Document segment
Earth Observation data shows where the most wind energy can be harnessed while minimizing the environment's cost and impact. More specifically:

  • they can provide accurate and timely information on various environmental parameters such as wind and waves, weather conditions, topography, and vegetation cover

  • they can determine the most favorable wind farms' locations based on the cost of transmission, locations of load centers and wind resources, and the electrical grid layout.

This information is essential for selecting a suitable wind farm site and ensuring optimal exploitation from its operation.

Spatial-based modeling enabled terrain analysis, significantly impacting the wind's quality at a particular site. Space-based assessments are beneficial for offshore sites as measurements are challenging to obtain from other means. Three different types of sensors are mostly used in the life cycle of a wind farm (on land and offshore):

  • radar altimeters measuring parameters related to the state of the sea such as significant wave height and wind speed,

  • scatterometers measuring wind fields, and

  • image radar sensors measuring wind, wave, terrain roughness, and orography.

These data's unique characteristics complement traditional ground-based measurements and make them indispensable for planners, investors, and decision-makers.

Entries provided

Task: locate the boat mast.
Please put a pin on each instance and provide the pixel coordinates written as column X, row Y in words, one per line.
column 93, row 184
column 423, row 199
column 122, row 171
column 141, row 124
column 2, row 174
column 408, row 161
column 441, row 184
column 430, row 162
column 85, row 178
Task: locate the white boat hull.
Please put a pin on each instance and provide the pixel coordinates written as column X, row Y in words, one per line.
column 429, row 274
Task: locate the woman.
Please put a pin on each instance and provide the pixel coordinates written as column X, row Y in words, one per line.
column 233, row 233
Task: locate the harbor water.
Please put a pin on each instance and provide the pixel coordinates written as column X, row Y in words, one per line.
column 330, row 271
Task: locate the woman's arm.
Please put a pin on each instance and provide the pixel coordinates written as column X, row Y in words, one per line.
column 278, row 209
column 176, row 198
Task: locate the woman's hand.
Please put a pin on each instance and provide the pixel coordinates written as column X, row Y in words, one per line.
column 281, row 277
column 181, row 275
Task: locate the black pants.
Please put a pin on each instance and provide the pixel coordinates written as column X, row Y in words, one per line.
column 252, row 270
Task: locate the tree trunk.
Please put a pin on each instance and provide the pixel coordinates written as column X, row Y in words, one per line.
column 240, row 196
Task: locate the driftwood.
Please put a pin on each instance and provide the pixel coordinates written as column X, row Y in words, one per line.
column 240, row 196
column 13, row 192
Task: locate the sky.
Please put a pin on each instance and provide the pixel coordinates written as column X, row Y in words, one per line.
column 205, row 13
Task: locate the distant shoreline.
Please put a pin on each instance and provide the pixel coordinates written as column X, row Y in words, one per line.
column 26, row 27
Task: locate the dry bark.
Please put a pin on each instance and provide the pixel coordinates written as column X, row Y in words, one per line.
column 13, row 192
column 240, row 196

Problems and tasks
1. In the Earth Observation passage, begin at the words "This information is" and stop after "roughness, and orography."; write that span out again, substituting "marine" for each "offshore".
2. Pick up the Earth Observation passage after its final sentence and keep writing it.

Answers to the problems
1.
This information is essential for selecting a suitable wind farm site and ensuring optimal exploitation from its operation.

Spatial-based modeling enabled terrain analysis, significantly impacting the wind's quality at a particular site. Space-based assessments are beneficial for marine sites as measurements are challenging to obtain from other means. Three different types of sensors are mostly used in the life cycle of a wind farm (on land and marine):

  • radar altimeters measuring parameters related to the state of the sea such as significant wave height and wind speed,

  • scatterometers measuring wind fields, and

  • image radar sensors measuring wind, wave, terrain roughness, and orography.

2.
Grid Management

The success of grid management, i.e., grid infrastructure operation and reliability, is often dependent on environmental factors. It is estimated that about 90 percent of load forecasting errors are weather-related. The matching of supply and demand necessitates accurate data, as inaccuracies can instigate brownouts that impact other sectors.

Energy forecasting models and infrastructure planning to improve grid reliability using EO-derived data on current weather conditions and historical climate trends. Outage magnitude can be assessed and monitored with nighttime lights EO data. Inadequate line maintenance is also a cause of outages. Overhead transmission lines require routine vegetation management to mitigate the potential for falling limbs. Many global EO-derived products can measure vegetation even at spatial resolutions of up to 30cm, such as Pléiades Neo, SkySat, and SuperView.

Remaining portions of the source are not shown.